TASK REQUIREMENTS:
Rewrite every one of the records below, replacing "biggest" with "largest" and leaving everything else unchanged.

# # # #

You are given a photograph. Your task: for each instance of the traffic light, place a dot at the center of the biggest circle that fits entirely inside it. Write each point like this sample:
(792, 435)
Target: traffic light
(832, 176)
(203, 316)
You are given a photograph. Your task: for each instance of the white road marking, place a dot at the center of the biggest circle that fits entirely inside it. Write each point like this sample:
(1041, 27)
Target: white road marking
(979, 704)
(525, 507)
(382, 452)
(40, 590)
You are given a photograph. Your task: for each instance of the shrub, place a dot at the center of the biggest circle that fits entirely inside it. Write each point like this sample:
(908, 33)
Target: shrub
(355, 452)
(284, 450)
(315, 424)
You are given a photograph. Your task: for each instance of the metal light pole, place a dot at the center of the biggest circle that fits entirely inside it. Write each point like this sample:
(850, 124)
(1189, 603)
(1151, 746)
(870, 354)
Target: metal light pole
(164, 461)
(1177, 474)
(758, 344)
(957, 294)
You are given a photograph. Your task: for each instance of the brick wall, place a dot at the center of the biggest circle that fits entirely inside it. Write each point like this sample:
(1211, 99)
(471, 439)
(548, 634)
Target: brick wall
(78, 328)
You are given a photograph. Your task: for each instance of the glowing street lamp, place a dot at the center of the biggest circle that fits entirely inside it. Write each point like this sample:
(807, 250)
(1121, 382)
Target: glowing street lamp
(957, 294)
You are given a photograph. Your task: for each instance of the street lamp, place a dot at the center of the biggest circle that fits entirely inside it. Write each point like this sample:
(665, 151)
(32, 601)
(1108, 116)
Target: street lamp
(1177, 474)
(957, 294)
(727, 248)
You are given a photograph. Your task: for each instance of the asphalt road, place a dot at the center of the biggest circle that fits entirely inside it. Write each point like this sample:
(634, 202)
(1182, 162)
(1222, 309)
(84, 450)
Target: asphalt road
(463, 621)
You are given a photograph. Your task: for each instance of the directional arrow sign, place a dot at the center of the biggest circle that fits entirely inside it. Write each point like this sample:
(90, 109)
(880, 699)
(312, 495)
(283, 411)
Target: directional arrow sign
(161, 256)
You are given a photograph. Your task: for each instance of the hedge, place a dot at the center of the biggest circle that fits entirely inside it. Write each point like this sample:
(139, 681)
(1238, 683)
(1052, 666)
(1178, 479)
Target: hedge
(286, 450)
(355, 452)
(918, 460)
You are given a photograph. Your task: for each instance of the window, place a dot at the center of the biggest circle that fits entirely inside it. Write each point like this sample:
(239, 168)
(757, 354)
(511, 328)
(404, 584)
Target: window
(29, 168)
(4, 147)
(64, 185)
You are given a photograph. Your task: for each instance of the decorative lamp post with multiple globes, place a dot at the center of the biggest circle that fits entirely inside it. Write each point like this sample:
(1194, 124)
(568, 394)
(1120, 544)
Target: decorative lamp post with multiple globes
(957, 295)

# # # #

ANSWER TO THE TASK:
You are given a photograph. Your task: for each instance of the traffic light, place a dot at the center of the largest circle that fits entirely inside it. Write each point like this sample:
(792, 435)
Target: traffic light
(832, 176)
(203, 316)
You are given a photograph. Your task: for each instance of the white road marking, place a dot at the center of the largest circle that fits entirely inside it. Write each point like this sample:
(1041, 27)
Target: white road marking
(979, 704)
(525, 507)
(382, 452)
(40, 590)
You are given a photograph. Your task: for each instance of the shrub, place a dot at the center of the largest circle that fits entirely inside it. Write each point like this sample:
(908, 33)
Target: shrub
(355, 452)
(284, 450)
(315, 424)
You are given a photograph. Your task: for each instance of the metal light pole, place a dot at the center of the largest circle that fits entirely inside it. Write each point like this sample:
(850, 124)
(1189, 603)
(1151, 746)
(870, 354)
Target: metal light pole
(164, 461)
(1177, 474)
(758, 344)
(957, 294)
You are given a photograph. Your task: for each instance of the brick wall, place a dot at the center of the largest circle that fits entirely inside it. Write each point like this sample:
(1211, 99)
(471, 439)
(548, 634)
Target: brick wall
(78, 328)
You are given a photograph. Your task: for each instance of the glowing street lamp, place a dot at the center of the largest circle that fits entirely inside it. Write each point like this sample:
(807, 250)
(1121, 382)
Target: glowing street lamp
(957, 294)
You are given a photograph. Your task: for each instance of the street lamp, place a dot at the center of the largest circle that fits entirely inside it. Write each point like this sample:
(665, 151)
(32, 601)
(1108, 116)
Target: street lamp
(1177, 474)
(957, 294)
(727, 248)
You are given a photograph. Your task: for each instance of the asphalt road, place a dot at the center of the largest circle that fits entirely inside it. Write each point like this sample:
(634, 202)
(1182, 162)
(1222, 309)
(84, 450)
Target: asphalt road
(463, 621)
You are given a photograph. Your task: for each instance of the directional arrow sign, place a dot at the center of the largest circle that fits entirely inside it. Write each point like this sample:
(90, 109)
(880, 699)
(312, 495)
(283, 411)
Target: directional arrow sign
(161, 256)
You are given a photograph. Your task: for each instance of the hedge, place a dot at the center of the largest circle that fits entirely inside it. Write each point like this sample:
(139, 681)
(1238, 683)
(1052, 666)
(1178, 479)
Target: hedge
(286, 450)
(355, 452)
(918, 460)
You are given a photograph. Your task: for each instance of the window, place a dot at the center of the largest circle that fits entirely inside it. Write each point like this sample:
(239, 168)
(757, 354)
(511, 328)
(404, 584)
Target: window
(29, 168)
(4, 147)
(64, 185)
You are given a photograph. Your task: for each instance of the decorative lamp post with multiple globes, place a dot at the center of the largest circle that fits entirely inside it. Write each point like this sample:
(1194, 124)
(568, 394)
(1120, 544)
Target: decorative lamp post with multiple globes
(957, 295)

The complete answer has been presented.